[Dataset entries]
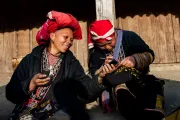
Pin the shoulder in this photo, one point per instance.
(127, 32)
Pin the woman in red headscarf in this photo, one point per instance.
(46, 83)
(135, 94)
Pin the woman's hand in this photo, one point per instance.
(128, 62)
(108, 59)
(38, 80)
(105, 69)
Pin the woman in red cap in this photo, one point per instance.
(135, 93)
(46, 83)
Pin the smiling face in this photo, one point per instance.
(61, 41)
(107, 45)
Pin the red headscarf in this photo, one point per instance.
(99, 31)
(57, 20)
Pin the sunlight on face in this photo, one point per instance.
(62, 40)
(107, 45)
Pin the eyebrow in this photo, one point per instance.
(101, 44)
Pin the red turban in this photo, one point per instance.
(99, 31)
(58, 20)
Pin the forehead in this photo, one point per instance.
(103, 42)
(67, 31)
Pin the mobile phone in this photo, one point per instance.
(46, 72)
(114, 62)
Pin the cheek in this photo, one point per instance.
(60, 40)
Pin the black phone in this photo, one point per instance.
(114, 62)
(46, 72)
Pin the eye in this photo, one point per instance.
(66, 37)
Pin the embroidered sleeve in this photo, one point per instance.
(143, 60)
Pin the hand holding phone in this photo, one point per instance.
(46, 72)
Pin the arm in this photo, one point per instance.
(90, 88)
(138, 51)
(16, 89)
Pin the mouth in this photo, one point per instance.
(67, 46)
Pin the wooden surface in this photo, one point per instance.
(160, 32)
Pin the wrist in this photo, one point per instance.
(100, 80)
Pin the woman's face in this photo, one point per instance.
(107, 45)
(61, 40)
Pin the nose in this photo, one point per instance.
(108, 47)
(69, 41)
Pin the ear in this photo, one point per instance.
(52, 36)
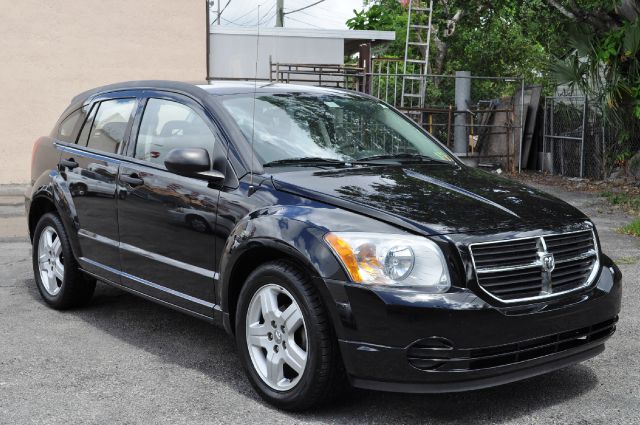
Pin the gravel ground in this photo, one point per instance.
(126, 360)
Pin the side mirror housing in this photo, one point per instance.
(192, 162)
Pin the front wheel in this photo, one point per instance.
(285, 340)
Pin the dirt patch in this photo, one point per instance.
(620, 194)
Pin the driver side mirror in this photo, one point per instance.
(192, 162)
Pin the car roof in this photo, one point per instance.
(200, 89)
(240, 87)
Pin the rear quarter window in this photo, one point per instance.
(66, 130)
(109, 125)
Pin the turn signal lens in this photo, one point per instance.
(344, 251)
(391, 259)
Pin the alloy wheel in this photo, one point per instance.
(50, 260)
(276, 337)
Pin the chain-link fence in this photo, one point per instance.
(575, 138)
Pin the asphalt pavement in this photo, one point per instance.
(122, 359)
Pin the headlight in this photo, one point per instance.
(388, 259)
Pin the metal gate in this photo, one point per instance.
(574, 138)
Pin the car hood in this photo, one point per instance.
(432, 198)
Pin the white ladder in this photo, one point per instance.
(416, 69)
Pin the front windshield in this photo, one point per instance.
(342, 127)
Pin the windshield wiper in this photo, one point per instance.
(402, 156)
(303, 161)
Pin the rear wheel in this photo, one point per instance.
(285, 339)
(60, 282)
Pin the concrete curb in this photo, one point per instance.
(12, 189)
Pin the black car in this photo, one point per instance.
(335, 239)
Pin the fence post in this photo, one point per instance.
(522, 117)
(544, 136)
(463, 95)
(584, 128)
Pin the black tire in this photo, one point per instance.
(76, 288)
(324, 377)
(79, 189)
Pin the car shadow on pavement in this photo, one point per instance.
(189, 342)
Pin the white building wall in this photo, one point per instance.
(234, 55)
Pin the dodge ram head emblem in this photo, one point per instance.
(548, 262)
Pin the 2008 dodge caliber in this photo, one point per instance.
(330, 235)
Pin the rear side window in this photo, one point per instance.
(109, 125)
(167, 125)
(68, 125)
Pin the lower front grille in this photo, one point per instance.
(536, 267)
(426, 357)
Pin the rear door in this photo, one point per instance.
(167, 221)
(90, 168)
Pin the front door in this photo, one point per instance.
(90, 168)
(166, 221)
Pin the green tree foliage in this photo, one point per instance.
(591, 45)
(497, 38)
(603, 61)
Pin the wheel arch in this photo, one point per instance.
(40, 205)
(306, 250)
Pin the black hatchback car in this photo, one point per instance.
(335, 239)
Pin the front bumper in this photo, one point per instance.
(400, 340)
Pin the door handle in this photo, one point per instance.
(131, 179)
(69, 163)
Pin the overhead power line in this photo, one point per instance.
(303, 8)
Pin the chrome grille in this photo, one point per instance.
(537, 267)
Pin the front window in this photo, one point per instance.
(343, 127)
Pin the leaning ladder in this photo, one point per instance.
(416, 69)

TASK STATEMENT: Without including any pictures, output each entry above exactly as it appears.

EXPECTED ANSWER:
Pin the shoulder in this photo, one point per instance.
(127, 32)
Pin the woman in red headscarf in this photo, one point per instance.
(46, 83)
(135, 94)
Pin the woman's hand in this photo, one point per instance.
(128, 62)
(108, 59)
(38, 80)
(105, 69)
Pin the woman in red cap in this photo, one point per instance.
(135, 93)
(46, 83)
Pin the smiling face in this photo, one point per instance.
(61, 41)
(107, 45)
Pin the red headscarf in this photo, one point per instance.
(99, 31)
(57, 20)
Pin the sunlight on face in this photo, one point per instance.
(62, 40)
(107, 45)
Pin the eyebrow in this photo, one point per instance.
(101, 44)
Pin the red turban in this photo, one point per instance.
(99, 31)
(58, 20)
Pin the forehead in this photo, one point per instance.
(103, 42)
(67, 31)
Pin the mobile phone in this photo, one point per instance.
(46, 72)
(114, 62)
Pin the cheek in this photo, one point per instance.
(60, 40)
Pin the black phone in this photo, one point per instance.
(114, 62)
(46, 72)
Pin the eye in this photo, one point per instance.
(66, 37)
Pin the embroidered sleeve in this photo, one point per instance.
(143, 60)
Pin the hand holding phone in this photo, one point per instance.
(46, 72)
Pin the arm in this photo, one point per instance.
(90, 88)
(138, 51)
(16, 89)
Pin the mouth in this photo, one point per instance.
(67, 46)
Pin the wooden surface in this photo, one point per instance.
(160, 32)
Pin the wrist in this photo, one point per instance.
(100, 80)
Pin the woman's face in this photo, one point per instance.
(107, 45)
(61, 40)
Pin the nose in this photo, one point per instance.
(108, 47)
(69, 41)
Pin the ear in this photo, one point per instance.
(52, 36)
Pin the gravel ground in this photo, one point per instance.
(126, 360)
Pin the side mirror housing in this photo, one point per instance.
(192, 162)
Pin the front wheel in this photo, one point per instance.
(285, 340)
Pin the dirt patch in this photo, one point per instance.
(620, 194)
Pin the driver side mirror in this photo, one point per instance.
(192, 162)
Pin the car roof in this photo, one point per instance.
(200, 89)
(240, 87)
Pin the rear quarter window in this photo, one point per instance.
(66, 130)
(109, 125)
Pin the turn signal lens in this photo, one point per instance.
(344, 251)
(391, 259)
Pin the alloy wheel in this photo, one point per instance.
(50, 260)
(276, 337)
Pin the chain-link fence in this photo, one point per instance.
(575, 138)
Pin the asphalt pavement in this photo, one point per instance.
(122, 359)
Pin the headlight in this photo, one point per instance.
(388, 259)
Pin the metal gate in this photo, one point per instance.
(574, 138)
Pin the car hood in this photo, one point per instance.
(432, 198)
Pin the white ladder in this photo, one point per instance.
(416, 69)
Pin the front windshield in this photo, one point per instance.
(342, 127)
Pin the windshield wiper in this photo, one point per instance.
(402, 156)
(303, 161)
Pin the rear wheel in this photo, one point per instance.
(285, 339)
(60, 282)
Pin the concrete curb in this photo, one point per instance.
(12, 189)
Pin the black car in this photo, one point per instance.
(335, 239)
Pin the fence post in this photo, one point per instance.
(522, 117)
(544, 136)
(463, 95)
(584, 128)
Pin the black tire in this photo, one point per instance.
(76, 288)
(324, 377)
(79, 189)
Pin the car shadow on pavement in this photo, one point per instance.
(189, 342)
Pin the white building wall in this photo, one point per instance.
(234, 55)
Pin the dodge ram head emblem in this photo, one point per instance.
(548, 262)
Pin the 2008 dodge caliber in this photo, one point per instance.
(330, 235)
Pin the rear side window in this photo, one point per instance.
(109, 125)
(167, 125)
(68, 125)
Pin the lower front grille in this photo, one point per instance.
(536, 267)
(426, 357)
Pin the rear door in this photo, one point per instance.
(167, 221)
(90, 168)
Pin the front door in this photo, one point per instance.
(90, 168)
(166, 221)
Pin the green tree foliage in this photo, one point per instance.
(591, 45)
(497, 38)
(603, 61)
Pin the wheel arch in this photo, one point per instance.
(40, 205)
(306, 250)
Pin the black hatchback car in this photo, one point per instance.
(335, 239)
Pin the front bumper in this photo, one point per instance.
(400, 340)
Pin the door handle in this photo, one point per instance.
(131, 179)
(69, 163)
Pin the overhead power line in this photo, one point per instance.
(303, 8)
Pin the chrome grille in this photo, one point per instance.
(537, 267)
Pin the front window in this photo, one point per instance.
(343, 127)
Pin the leaning ladder in this photo, one point per instance.
(416, 69)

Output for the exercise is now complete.